INSTRUCTIONS FOR THE TASK —
Reproduce the material below verbatim, from its first line through the line containing "positive clicks: (957, 471)", with both end lines included.

Stored records
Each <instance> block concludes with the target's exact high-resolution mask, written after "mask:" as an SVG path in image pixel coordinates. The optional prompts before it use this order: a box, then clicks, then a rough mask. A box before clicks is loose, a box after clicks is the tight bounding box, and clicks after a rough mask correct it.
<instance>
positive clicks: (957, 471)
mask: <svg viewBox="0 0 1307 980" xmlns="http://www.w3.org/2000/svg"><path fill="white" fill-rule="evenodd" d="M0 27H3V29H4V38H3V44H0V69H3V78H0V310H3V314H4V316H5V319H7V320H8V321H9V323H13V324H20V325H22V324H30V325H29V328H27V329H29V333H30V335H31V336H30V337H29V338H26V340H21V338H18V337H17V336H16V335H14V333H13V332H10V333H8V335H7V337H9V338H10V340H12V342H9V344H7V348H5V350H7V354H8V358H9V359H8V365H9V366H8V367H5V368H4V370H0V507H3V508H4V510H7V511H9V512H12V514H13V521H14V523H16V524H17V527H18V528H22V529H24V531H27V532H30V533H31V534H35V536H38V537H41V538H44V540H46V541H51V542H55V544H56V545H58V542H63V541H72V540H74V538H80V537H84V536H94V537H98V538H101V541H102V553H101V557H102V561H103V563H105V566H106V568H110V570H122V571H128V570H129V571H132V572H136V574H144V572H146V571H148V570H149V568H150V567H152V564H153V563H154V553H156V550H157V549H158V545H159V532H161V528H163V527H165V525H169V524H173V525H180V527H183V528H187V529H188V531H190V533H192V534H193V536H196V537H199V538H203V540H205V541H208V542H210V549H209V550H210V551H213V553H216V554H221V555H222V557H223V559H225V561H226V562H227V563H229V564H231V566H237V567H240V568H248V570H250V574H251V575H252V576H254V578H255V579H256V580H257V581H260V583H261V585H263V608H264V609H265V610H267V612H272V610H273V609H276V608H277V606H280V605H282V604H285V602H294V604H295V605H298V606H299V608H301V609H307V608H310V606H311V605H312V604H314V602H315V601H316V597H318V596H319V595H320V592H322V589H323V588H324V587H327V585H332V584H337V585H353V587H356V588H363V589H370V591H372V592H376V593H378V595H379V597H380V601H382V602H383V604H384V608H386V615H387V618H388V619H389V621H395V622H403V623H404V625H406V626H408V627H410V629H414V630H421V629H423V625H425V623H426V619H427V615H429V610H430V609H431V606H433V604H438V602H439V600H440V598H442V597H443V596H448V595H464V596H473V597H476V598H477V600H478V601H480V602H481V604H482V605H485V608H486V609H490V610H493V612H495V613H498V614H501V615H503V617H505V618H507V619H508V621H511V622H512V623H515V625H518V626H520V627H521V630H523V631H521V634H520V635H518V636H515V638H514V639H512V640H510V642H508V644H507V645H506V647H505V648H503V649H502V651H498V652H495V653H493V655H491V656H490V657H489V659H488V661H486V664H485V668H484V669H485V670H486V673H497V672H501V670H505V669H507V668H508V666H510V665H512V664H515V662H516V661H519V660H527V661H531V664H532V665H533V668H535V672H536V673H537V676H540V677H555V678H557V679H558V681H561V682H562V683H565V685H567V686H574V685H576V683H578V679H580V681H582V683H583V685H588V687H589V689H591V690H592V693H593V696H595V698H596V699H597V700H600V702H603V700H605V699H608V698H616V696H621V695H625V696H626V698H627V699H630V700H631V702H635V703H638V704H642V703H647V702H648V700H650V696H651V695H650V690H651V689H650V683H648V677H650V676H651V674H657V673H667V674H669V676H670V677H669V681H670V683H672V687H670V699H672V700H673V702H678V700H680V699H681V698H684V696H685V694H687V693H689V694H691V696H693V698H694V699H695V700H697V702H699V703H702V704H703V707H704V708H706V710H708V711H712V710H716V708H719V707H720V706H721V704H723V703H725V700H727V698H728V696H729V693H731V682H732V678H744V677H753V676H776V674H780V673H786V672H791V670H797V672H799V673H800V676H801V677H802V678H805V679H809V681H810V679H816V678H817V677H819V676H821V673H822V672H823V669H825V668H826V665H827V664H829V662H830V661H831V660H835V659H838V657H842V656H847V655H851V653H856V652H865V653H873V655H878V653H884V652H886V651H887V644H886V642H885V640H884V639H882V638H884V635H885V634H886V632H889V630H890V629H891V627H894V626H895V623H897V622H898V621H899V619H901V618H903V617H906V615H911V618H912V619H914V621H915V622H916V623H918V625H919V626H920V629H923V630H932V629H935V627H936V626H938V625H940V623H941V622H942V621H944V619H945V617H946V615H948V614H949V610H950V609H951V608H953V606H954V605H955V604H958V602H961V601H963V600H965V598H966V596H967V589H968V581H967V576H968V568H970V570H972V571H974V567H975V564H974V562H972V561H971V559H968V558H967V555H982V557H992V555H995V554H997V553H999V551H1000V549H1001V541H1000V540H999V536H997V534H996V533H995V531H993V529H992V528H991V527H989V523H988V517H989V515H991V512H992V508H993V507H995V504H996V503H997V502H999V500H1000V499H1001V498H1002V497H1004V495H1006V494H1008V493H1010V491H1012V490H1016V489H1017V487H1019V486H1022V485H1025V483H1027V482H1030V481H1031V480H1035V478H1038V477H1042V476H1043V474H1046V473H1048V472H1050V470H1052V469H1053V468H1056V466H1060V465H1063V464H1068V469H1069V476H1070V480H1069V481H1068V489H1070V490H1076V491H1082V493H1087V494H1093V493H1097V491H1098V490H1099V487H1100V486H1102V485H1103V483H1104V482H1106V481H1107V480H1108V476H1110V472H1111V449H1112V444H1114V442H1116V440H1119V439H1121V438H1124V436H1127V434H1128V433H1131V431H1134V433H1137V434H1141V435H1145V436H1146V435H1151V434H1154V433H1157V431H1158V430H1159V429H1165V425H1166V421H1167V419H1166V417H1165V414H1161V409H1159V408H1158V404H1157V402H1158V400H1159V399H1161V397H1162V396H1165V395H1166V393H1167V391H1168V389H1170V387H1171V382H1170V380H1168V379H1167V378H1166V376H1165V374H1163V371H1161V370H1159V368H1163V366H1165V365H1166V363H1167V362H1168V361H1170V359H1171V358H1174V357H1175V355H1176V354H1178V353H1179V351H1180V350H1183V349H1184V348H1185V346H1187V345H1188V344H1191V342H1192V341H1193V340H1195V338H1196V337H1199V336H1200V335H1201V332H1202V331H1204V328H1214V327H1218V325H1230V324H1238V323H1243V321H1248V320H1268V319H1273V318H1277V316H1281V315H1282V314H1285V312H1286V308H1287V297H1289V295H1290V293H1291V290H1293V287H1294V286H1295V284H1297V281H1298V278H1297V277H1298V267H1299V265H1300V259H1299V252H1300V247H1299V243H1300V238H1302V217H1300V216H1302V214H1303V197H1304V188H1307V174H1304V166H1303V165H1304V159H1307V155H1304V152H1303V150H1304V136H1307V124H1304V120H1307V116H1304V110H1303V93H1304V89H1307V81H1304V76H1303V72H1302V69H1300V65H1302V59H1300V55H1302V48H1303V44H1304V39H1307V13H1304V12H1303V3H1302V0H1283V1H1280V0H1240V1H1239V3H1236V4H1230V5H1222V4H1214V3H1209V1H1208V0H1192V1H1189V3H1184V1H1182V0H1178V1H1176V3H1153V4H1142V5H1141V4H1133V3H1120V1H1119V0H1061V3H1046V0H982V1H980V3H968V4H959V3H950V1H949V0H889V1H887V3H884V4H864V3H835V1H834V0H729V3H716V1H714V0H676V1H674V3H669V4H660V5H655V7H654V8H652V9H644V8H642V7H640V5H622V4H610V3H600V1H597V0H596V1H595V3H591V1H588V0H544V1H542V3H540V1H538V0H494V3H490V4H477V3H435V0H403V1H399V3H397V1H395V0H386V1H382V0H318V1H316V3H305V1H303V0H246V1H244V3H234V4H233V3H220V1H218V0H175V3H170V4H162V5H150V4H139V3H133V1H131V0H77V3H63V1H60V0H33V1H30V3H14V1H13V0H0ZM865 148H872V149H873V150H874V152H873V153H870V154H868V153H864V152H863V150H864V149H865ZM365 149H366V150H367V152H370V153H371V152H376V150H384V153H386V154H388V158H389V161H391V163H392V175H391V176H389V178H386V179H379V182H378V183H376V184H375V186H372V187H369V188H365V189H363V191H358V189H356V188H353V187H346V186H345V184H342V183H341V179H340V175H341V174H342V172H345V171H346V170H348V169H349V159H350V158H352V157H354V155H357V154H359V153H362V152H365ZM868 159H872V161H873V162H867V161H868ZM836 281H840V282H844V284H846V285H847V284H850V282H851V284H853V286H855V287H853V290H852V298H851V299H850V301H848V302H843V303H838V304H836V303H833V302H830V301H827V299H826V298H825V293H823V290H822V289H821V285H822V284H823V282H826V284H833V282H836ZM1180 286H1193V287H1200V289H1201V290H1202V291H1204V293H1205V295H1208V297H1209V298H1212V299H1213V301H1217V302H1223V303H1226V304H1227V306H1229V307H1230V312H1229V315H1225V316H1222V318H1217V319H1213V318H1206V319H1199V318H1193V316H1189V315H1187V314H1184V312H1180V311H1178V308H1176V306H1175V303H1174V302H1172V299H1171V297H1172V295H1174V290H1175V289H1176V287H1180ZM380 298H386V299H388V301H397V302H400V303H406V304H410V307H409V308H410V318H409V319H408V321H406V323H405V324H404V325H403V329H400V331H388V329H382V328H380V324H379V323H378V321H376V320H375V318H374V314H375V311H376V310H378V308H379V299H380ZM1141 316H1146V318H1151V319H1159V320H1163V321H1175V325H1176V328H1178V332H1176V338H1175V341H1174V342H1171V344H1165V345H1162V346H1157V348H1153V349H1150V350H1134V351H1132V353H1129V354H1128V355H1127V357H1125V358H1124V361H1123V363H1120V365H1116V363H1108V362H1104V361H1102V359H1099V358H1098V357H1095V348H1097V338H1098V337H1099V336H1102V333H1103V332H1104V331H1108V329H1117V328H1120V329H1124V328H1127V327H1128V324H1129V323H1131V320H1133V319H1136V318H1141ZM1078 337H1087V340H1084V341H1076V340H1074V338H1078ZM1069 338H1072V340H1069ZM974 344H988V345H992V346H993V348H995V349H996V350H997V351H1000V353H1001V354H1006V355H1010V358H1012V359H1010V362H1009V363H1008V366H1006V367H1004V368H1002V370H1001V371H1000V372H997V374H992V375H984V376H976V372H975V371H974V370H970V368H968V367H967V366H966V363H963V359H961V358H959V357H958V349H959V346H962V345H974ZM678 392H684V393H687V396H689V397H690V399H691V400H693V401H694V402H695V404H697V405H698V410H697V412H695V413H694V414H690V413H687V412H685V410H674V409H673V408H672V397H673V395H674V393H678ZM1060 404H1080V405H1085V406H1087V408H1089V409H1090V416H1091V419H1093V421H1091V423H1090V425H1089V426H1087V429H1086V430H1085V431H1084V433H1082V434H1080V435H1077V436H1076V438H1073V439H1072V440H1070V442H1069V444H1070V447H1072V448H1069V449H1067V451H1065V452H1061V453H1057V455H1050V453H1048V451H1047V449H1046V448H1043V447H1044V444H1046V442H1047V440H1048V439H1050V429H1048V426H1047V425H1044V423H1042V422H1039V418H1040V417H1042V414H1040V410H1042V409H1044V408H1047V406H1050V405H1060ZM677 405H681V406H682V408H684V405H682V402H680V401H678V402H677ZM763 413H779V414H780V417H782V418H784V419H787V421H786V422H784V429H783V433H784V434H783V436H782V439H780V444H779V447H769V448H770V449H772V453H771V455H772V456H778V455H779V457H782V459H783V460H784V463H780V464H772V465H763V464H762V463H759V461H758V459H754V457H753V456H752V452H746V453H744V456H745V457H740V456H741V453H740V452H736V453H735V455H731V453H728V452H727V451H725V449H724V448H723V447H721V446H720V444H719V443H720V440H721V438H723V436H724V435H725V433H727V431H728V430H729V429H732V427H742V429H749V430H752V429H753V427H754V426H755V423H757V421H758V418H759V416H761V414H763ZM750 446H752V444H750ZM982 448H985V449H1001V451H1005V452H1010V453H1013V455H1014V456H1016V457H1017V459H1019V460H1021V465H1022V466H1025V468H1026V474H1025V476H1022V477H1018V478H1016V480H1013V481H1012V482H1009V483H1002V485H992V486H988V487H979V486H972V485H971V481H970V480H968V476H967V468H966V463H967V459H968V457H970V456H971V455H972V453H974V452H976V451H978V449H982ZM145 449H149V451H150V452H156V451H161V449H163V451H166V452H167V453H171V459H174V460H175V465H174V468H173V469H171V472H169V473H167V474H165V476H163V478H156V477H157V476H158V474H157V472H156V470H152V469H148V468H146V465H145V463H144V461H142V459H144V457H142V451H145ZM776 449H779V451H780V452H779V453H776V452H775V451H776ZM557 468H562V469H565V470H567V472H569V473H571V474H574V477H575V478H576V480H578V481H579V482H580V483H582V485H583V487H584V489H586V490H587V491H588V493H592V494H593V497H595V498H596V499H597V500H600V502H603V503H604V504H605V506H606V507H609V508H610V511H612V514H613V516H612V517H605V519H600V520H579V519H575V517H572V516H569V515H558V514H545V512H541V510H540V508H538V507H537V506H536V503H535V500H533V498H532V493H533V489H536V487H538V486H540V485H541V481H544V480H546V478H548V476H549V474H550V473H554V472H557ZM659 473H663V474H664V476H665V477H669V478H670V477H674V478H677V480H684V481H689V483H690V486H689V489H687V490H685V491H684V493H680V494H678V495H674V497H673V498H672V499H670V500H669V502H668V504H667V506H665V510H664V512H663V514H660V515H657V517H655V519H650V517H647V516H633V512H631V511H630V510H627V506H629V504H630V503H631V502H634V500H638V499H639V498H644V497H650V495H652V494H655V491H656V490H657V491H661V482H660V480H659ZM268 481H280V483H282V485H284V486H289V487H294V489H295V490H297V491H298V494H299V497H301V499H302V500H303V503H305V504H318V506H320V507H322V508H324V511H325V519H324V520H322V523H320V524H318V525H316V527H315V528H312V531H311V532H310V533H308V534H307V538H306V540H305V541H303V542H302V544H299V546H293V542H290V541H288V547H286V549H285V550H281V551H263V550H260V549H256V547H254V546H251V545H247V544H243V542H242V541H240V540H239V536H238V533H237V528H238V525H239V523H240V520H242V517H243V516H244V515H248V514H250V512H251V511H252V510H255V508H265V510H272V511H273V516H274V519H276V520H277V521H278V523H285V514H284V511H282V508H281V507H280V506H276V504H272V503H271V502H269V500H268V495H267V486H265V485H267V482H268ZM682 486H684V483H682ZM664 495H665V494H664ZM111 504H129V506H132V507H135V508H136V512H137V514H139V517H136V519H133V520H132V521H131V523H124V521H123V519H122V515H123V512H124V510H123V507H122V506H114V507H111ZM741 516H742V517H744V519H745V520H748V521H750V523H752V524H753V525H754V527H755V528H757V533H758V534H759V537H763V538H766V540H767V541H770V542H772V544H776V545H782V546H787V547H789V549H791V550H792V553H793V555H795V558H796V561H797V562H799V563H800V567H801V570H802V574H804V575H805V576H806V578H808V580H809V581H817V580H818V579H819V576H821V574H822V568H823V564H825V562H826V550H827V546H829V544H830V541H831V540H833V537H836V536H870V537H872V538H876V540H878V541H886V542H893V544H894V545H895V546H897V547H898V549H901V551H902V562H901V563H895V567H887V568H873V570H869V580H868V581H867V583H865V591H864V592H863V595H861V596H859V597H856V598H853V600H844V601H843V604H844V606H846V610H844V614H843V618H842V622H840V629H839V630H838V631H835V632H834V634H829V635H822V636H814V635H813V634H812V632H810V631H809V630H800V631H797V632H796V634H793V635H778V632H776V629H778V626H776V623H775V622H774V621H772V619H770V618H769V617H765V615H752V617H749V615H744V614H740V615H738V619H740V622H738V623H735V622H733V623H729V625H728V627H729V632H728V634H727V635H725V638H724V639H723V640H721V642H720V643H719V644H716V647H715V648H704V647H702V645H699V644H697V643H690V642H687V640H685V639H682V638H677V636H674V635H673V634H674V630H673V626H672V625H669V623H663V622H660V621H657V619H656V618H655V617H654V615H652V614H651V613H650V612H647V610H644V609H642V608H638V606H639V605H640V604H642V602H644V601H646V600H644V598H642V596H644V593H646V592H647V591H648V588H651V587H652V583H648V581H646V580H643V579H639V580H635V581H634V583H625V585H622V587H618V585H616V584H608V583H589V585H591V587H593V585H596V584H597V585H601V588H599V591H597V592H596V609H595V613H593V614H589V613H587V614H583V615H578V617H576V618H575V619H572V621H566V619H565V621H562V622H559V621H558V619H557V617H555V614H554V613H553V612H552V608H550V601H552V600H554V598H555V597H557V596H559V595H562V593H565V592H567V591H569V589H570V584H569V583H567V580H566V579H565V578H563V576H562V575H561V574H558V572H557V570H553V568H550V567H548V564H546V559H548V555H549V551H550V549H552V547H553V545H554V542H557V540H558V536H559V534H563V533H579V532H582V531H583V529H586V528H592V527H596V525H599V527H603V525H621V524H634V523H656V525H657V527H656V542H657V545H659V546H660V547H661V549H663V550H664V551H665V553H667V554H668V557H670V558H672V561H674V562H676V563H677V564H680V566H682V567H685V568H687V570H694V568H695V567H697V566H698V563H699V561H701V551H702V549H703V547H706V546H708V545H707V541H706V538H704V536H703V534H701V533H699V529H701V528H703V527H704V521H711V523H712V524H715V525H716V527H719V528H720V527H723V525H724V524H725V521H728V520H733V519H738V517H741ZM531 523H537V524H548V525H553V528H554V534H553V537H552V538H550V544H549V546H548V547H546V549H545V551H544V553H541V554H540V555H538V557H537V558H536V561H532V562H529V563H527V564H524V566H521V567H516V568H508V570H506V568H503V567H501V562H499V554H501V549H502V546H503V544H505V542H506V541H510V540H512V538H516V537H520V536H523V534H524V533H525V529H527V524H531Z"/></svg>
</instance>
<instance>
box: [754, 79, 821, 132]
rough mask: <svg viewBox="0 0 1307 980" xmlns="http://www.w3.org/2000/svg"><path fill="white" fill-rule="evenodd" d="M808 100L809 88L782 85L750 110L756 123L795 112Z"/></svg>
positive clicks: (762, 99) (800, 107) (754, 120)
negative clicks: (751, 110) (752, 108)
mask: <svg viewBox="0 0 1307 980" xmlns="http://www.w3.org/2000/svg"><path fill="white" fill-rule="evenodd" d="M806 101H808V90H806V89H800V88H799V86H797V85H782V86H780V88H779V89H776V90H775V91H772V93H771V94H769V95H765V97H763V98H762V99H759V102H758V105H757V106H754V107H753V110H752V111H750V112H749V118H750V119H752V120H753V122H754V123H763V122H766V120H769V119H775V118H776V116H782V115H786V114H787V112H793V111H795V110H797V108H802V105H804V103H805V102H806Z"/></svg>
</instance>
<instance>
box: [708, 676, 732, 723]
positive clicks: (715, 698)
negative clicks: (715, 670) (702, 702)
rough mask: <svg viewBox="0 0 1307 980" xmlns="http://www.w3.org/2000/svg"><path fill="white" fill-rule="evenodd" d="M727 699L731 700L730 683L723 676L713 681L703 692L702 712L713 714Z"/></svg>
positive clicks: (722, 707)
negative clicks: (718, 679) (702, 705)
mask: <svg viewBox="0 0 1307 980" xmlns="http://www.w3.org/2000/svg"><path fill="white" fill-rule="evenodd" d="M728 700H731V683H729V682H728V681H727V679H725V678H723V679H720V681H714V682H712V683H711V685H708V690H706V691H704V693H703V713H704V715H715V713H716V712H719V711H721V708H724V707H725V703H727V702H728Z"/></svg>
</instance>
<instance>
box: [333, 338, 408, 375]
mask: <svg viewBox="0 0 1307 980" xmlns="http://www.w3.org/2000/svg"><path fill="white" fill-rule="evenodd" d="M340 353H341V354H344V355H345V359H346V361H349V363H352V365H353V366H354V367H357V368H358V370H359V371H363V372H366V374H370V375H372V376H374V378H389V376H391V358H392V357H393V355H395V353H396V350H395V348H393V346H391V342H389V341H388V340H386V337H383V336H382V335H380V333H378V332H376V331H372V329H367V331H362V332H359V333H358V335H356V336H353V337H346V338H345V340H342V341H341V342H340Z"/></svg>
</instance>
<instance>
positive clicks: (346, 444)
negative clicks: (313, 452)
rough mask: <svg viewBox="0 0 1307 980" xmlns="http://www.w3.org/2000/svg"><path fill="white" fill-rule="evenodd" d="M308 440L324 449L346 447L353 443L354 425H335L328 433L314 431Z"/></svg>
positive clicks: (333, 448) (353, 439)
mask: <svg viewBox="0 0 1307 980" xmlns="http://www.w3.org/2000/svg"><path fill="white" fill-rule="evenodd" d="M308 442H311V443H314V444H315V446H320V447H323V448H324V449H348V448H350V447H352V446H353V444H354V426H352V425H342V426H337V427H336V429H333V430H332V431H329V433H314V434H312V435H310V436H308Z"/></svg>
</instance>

EXERCISE RESPONSE —
Each <instance> block concludes with the target's exact high-resolution mask, written after "mask:" as an SVG path in image pixel coordinates. The optional prompts before it use this order: a box, then clicks, then a rough mask. A box before clicks is loose, a box after clicks is the tight bounding box, and clicks after a rough mask correct it.
<instance>
positive clicks: (957, 471)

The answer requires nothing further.